═════ Extracted data

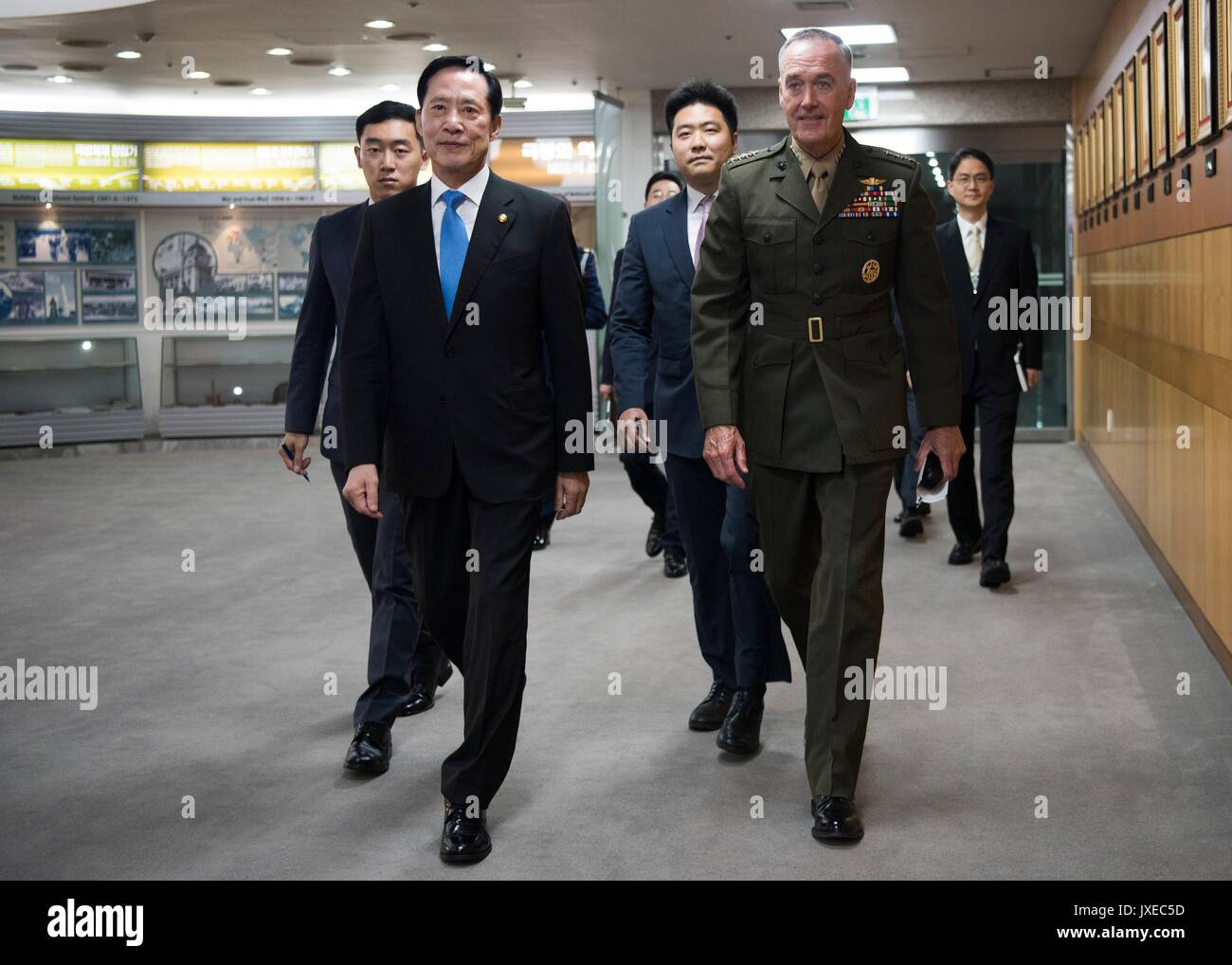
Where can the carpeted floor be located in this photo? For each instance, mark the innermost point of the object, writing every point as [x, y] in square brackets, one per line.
[1060, 686]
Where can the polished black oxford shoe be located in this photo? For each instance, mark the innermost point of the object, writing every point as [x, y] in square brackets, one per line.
[740, 732]
[423, 695]
[836, 820]
[674, 562]
[464, 840]
[371, 750]
[962, 554]
[993, 572]
[710, 714]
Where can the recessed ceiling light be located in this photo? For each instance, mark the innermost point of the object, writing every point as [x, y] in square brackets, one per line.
[855, 35]
[879, 74]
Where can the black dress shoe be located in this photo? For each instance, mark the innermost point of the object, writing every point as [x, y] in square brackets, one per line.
[740, 732]
[464, 840]
[674, 562]
[836, 820]
[371, 748]
[654, 538]
[710, 714]
[911, 522]
[962, 554]
[993, 572]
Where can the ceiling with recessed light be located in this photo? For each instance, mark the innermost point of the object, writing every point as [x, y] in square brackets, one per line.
[324, 57]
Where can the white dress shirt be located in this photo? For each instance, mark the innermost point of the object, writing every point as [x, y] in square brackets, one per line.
[694, 222]
[468, 209]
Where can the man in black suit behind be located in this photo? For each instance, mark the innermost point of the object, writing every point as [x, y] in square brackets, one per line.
[459, 284]
[987, 258]
[405, 665]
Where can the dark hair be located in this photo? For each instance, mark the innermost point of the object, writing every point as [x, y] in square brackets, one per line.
[386, 111]
[496, 99]
[701, 91]
[961, 155]
[663, 176]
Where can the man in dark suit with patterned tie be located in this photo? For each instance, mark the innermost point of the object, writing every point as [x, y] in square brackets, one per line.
[405, 664]
[459, 286]
[986, 259]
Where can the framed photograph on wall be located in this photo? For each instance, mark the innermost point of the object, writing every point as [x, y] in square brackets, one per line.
[1202, 70]
[1223, 63]
[1132, 123]
[1178, 77]
[1142, 85]
[1161, 138]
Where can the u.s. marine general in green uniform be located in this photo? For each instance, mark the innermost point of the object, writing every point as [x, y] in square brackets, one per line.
[793, 343]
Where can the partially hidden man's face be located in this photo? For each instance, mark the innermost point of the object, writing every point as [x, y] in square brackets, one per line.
[661, 191]
[701, 142]
[814, 91]
[971, 185]
[456, 122]
[390, 156]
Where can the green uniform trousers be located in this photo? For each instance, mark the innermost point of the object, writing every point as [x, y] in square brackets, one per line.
[824, 541]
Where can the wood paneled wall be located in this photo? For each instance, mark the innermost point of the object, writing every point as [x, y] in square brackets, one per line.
[1153, 383]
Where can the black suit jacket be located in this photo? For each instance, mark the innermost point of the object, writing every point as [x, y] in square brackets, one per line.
[1008, 263]
[422, 387]
[320, 321]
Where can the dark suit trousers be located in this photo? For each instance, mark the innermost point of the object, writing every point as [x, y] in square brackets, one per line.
[824, 537]
[651, 484]
[472, 567]
[738, 627]
[398, 648]
[998, 415]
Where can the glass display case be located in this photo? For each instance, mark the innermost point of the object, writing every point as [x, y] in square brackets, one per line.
[217, 386]
[82, 390]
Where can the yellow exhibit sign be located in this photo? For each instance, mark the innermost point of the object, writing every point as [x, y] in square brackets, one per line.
[68, 165]
[226, 167]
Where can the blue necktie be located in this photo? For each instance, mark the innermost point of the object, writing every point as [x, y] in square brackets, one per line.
[454, 243]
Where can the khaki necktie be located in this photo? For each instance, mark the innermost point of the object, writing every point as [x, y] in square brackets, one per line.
[974, 255]
[818, 185]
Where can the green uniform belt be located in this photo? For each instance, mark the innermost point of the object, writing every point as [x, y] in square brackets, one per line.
[824, 328]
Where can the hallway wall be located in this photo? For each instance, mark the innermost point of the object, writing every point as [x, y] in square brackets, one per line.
[1158, 364]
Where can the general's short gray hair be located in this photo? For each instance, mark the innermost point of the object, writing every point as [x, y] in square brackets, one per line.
[814, 33]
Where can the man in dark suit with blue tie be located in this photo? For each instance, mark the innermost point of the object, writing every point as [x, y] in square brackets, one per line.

══════════

Short task:
Put every line of the items above into a single numbered list. Leave out blank lines and the pictures.

Finished answer:
1. Where can the carpeted floor be located in this photo? For each instance, mark the innermost point of the object, writing every point as [x, y] in square brackets, one per line.
2. [1060, 686]
3. Where can the polished black oxford shoe be located in this photo? For each instance, mark the innermost point of the object, writing every point as [x, y] in square brackets, one per line.
4. [740, 732]
5. [423, 695]
6. [836, 820]
7. [674, 562]
8. [464, 840]
9. [371, 750]
10. [962, 554]
11. [993, 572]
12. [710, 714]
13. Where can the recessed ceiling light be located in this photo? For each instance, mark the innermost point of the object, writing every point as [x, y] in square brackets, one per line.
14. [855, 35]
15. [879, 74]
16. Where can the black dress shoe be located in this photo? For each instance, mark the innermost point of the object, writing every point as [x, y] in square brackets, one per line.
17. [740, 732]
18. [464, 840]
19. [674, 562]
20. [836, 820]
21. [371, 748]
22. [654, 538]
23. [710, 714]
24. [911, 522]
25. [962, 554]
26. [993, 572]
27. Where can the ceiling with recessed light be located in this photo? For each instance, mark the innermost point of the object, writing every point as [x, y] in square brackets, one per line.
28. [324, 57]
29. Where can the white dress shirt be located in this photo? For each instance, mark the innermost point of the object, writing every point as [x, y] in square brackets, one per line.
30. [694, 222]
31. [468, 209]
32. Where can the man in black suit behind be located in this photo? For each instance, mark the innermost point of the object, writing every point as [x, y] in square brackets, one per line.
33. [459, 284]
34. [987, 258]
35. [405, 665]
36. Where can the dark hair be located in this photo? For each instance, mark the innermost point of the object, writing every point as [x, y] in square brackets, one per line.
37. [386, 111]
38. [496, 99]
39. [701, 91]
40. [961, 155]
41. [663, 176]
42. Where can the man in dark suit with patterned tie be located in this photo? For each instance, mark the innermost point of the object, writing every point as [x, y] in square brackets, one per line.
43. [405, 664]
44. [459, 286]
45. [986, 259]
46. Where can the framed photograph on wall be located in this photo? For each instance, mark the innermost point of the object, writing every point as [x, y] in square brackets, one per line.
47. [1202, 70]
48. [1223, 63]
49. [1132, 123]
50. [1178, 77]
51. [1142, 85]
52. [1161, 138]
53. Where can the u.s. marine general in green uniform be located in this photo? For each instance, mark the innermost point of the object, writing every point as [x, y] in square brackets, one per line.
54. [793, 343]
55. Where can the partially hidden man's face be located in this photo? For each instance, mark the innermost point of the object, writing every point as [x, y] in square brackets, one per line.
56. [661, 191]
57. [701, 142]
58. [814, 91]
59. [971, 185]
60. [456, 122]
61. [390, 156]
62. Where can the green uniform trousers be located in this photo? For each instance, mark the innermost point of the object, writing every point as [x, y] in square brackets, one per line.
63. [824, 541]
64. Where can the wood paneled wall be located in this photo? For each instance, mark the innermost point of the object, writing every point as [x, y] in square brackets, one per line.
65. [1153, 383]
66. Where can the black suit jacket be located in this photo? For each instance, mark the innermost point of the object, writing every point as [x, y] in square brackets, one per line.
67. [1008, 263]
68. [422, 387]
69. [320, 321]
70. Where can the dark suit trousers be located in this photo? For each instance, mark the innermost point of the object, writing every point as [x, y] in square brackets, one per line.
71. [824, 537]
72. [651, 484]
73. [472, 567]
74. [738, 627]
75. [398, 648]
76. [998, 415]
77. Where can the glass display case be located in this photo? For each instance, mark the innermost point of the object, writing every point as [x, y] in square brackets, one per line.
78. [217, 386]
79. [82, 390]
80. Where can the yellow exhibit sign be located in this photo? For each instance, mark the innermost point of the object, writing every point as [x, y] in square brackets, one per line.
81. [68, 165]
82. [226, 167]
83. Where can the blue necktie be located in this photo? For each instance, mark the innermost point of the object, writing every point as [x, y] in square brackets, one per line.
84. [454, 243]
85. Where can the khaki necktie be located in this photo? For each instance, mark the innermost point of the object, writing every point as [x, y] in square brackets, one per line.
86. [974, 255]
87. [818, 185]
88. Where can the green uniform belt be located in this photo? For each instance, mark the innermost point of the object, writing every point as [x, y] in square brackets, one per line.
89. [824, 328]
90. Where can the hallway wall be located in this photo? For each instance, mark the innermost point of the object, writing every point as [x, y] in square brackets, one per line.
91. [1158, 364]
92. Where can the general's short gray hair be located in this photo? For each instance, mark the innermost point of the object, writing every point as [x, y] in square brackets, one per line.
93. [814, 33]
94. Where can the man in dark suit with blue tie be located in this photo? For each instance, mark the innermost point of the object, writing every point as [x, y] in square brackets, one per line.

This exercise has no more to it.